**** TEXT PROVIDED ****
Around 1960, Anderson began sketching a series of “exercises”—brief musical phrases, no more than eight notes in length, that outlined a particular chord, scale, harmonic progression, or melodic idea (Anderson, 2002 interview). At first, these exercises were essentially written music theory (to borrow a term from university music curricula), lessons that Anderson assigned to himself so he could stay engaged with music while working a day job and helping his wife raise their three young sons (Anderson, 2009 interview). Eventually, Anderson was able to integrate the exercises into his saxophone practice routine, a step that proved transformational:

I wrote [the exercises] down and I didn’t practice them—theoretically, I knew they were right because I studied harmony and theory. But I said, now let me see if I can put these things to work, and as I started playing these broken chords, everything started coming together. It took a long time, and it probably would take a long time for anybody. You’re not going to just pick it up, playing it one time. You have to play them over and over, in different ways, different rhythms, and study the different connections—one chord going into another chord, one key going into another key. You’ll find out you can do almost anything. Once you hear these sounds, things will automatically come to you. (Anderson, 2002 interview)

Working on the exercises significantly aided Anderson’s development as an improviser. As he internalized pitch intervals and chord-to-chord connections, he gained confidence in his ability to improvise melodies with the same qualities of gestural flexibility and linear continuity that marked Charlie Parker’s music. Even an ostensibly straightforward exercise based on the II-V progression—perhaps the most basic sound in jazz—could lead to endless variation, as Anderson discovered while playing one of the first exercises he wrote (shown in Example 3):

Fred Anderson: This is a D minor seven going up, coming down scale-wise. Actually, you could play F here [at the end of the first measure]. You have a choice of notes on a lot of these things. I could play F, I could play F-sharp, and it would still fit. And [in the second measure] I could play G instead of playing A. It all depends on where you want to go. If you want to have a certain sound, you use that note, so that means you have a choice of using either one of these notes going up or coming down.
**** PROVIDED INFORMATION ****
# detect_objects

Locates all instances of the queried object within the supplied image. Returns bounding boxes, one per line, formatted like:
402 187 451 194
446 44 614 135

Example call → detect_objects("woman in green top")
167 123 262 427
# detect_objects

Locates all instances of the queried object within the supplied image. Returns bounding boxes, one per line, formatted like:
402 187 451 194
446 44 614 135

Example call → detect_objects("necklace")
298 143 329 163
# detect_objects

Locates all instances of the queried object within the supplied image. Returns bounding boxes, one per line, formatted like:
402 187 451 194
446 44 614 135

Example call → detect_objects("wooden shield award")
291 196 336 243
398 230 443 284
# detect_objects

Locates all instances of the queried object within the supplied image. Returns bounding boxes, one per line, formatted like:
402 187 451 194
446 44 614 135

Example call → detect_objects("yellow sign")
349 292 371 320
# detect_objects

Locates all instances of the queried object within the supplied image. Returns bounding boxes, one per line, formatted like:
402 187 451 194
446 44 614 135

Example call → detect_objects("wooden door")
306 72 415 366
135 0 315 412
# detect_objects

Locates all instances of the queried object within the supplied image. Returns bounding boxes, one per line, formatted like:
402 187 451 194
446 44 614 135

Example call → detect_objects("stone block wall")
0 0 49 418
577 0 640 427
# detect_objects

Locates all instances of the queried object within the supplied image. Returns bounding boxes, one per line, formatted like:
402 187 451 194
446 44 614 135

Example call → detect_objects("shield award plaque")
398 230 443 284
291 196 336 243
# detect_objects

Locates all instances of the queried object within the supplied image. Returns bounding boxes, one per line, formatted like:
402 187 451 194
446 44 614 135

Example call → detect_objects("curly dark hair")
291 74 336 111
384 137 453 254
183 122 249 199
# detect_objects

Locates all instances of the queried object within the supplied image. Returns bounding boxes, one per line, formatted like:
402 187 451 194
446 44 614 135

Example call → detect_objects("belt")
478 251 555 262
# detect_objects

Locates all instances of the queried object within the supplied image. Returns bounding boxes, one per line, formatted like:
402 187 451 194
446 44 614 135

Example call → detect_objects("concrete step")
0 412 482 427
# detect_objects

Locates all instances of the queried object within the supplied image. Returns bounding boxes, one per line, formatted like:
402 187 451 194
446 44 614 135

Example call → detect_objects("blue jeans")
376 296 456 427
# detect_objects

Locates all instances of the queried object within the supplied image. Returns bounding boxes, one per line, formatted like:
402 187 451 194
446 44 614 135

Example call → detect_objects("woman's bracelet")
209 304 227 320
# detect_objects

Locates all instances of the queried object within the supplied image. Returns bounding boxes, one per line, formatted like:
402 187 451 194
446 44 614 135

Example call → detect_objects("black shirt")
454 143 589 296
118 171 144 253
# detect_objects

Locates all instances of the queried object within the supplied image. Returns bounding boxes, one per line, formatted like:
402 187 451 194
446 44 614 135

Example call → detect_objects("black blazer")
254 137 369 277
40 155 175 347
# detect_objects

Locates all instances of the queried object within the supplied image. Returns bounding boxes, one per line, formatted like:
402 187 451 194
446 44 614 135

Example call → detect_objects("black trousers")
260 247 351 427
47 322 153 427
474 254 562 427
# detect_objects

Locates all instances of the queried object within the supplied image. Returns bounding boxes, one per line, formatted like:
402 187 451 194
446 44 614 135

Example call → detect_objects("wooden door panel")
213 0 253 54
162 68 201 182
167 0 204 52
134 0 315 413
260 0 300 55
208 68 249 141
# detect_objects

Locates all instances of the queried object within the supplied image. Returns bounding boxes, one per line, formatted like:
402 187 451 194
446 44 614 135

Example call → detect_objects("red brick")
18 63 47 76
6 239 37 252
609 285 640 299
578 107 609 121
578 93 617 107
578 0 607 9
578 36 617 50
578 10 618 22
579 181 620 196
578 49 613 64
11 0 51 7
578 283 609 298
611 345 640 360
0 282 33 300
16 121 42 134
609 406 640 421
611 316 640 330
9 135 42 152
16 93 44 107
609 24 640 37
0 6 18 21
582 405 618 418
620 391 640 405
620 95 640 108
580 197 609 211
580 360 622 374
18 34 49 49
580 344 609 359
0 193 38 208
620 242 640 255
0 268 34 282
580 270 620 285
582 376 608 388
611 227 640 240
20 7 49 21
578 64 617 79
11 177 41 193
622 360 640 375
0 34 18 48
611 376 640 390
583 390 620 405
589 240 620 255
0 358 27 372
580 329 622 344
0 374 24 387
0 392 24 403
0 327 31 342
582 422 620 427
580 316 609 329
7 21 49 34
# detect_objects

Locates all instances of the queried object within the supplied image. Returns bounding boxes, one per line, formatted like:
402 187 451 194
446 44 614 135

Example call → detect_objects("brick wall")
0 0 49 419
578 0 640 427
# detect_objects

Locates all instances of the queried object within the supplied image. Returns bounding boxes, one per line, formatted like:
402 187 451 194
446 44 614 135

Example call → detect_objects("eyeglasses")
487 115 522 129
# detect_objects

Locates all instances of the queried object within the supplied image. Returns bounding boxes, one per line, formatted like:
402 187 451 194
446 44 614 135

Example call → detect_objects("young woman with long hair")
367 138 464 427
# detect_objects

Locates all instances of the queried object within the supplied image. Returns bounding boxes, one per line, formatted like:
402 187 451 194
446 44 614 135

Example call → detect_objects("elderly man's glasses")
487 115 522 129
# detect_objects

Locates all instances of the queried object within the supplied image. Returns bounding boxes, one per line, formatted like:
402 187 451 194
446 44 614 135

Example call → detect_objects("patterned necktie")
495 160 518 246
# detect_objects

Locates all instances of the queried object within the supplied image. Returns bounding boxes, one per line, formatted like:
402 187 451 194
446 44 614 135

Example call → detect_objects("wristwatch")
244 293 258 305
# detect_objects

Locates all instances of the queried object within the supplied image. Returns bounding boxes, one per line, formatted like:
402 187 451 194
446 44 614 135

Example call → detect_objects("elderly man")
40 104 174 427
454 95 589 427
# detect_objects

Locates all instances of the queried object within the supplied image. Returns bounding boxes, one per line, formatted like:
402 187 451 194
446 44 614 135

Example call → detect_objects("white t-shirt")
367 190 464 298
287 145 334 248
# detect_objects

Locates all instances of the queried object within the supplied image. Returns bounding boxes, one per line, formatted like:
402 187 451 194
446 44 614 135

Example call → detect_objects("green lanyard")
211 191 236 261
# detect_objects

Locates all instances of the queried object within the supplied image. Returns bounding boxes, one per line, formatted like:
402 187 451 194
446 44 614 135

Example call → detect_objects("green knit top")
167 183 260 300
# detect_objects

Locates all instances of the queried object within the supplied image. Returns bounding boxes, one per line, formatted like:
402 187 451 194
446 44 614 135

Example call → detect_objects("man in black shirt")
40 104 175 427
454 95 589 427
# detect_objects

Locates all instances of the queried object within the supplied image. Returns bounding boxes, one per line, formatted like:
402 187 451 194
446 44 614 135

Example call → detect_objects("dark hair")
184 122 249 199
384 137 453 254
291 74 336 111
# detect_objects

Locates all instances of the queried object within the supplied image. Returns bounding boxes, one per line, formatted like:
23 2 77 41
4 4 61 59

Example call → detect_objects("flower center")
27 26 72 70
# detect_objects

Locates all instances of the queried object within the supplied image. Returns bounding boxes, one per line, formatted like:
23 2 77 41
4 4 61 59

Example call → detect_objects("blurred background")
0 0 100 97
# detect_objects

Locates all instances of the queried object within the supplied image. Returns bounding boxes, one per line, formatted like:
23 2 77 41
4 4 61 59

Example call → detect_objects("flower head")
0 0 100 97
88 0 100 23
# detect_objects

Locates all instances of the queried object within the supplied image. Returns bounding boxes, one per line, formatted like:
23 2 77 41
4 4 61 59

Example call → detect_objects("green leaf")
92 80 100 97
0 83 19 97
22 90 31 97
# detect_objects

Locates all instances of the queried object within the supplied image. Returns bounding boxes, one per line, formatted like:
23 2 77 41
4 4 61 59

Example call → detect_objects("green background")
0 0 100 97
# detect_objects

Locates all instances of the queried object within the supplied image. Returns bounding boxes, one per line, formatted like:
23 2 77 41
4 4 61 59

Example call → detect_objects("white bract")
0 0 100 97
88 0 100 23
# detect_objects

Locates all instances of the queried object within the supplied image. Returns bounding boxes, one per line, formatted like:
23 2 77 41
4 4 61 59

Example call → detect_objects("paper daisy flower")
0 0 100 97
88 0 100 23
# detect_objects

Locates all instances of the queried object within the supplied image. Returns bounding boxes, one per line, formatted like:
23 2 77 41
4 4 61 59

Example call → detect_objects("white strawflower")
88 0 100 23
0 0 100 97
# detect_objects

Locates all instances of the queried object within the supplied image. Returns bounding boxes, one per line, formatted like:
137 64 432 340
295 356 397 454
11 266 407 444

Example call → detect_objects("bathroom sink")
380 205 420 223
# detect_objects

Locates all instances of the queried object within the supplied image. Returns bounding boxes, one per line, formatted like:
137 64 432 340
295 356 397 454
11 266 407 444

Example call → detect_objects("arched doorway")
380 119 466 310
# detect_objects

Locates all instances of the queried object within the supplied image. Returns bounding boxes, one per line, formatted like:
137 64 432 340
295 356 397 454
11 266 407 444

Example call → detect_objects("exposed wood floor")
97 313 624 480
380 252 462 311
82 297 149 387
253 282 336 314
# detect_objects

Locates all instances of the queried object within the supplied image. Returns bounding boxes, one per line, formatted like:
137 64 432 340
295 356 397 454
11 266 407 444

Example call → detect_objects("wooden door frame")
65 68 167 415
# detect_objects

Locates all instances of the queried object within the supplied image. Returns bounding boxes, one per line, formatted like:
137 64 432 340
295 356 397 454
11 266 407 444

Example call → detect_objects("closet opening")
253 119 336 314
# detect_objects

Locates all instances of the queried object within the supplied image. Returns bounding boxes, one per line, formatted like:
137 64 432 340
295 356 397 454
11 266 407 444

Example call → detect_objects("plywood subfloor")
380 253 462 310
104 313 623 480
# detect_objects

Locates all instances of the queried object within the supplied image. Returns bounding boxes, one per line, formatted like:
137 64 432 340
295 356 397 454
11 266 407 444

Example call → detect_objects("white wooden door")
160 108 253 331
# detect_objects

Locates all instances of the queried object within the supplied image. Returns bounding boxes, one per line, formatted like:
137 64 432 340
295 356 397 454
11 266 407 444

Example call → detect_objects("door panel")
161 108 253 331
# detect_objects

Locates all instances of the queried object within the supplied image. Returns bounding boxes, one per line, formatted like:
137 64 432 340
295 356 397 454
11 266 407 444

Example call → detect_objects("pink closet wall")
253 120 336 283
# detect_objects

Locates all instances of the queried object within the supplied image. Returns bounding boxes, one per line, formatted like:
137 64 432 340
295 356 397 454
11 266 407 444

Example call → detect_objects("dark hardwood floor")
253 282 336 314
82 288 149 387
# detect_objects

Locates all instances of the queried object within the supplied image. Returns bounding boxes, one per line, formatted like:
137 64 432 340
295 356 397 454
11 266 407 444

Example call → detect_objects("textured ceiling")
****
▶ EXERCISES:
1) Answer these questions from the passage on Fred Anderson's exercises.
(a) Around what year did Anderson begin sketching his exercises?
(b) What was the most notes any one exercise could have?
(c) Whose music did Anderson want his improvised melodies to match in gestural flexibility and linear continuity?
2) Write out the stretch of the passage on Fred Anderson's exercises from "Fred Anderson: This" through "or coming down.", word for word.
The data are not needed here.

▶ TASK-BY-TASK OUTPUTS:
1)
(a) Around 1960.
(b) Eight notes.
(c) Charlie Parker's.

2)
Fred Anderson: This is a D minor seven going up, coming down scale-wise. Actually, you could play F here [at the end of the first measure]. You have a choice of notes on a lot of these things. I could play F, I could play F-sharp, and it would still fit. And [in the second measure] I could play G instead of playing A. It all depends on where you want to go. If you want to have a certain sound, you use that note, so that means you have a choice of using either one of these notes going up or coming down.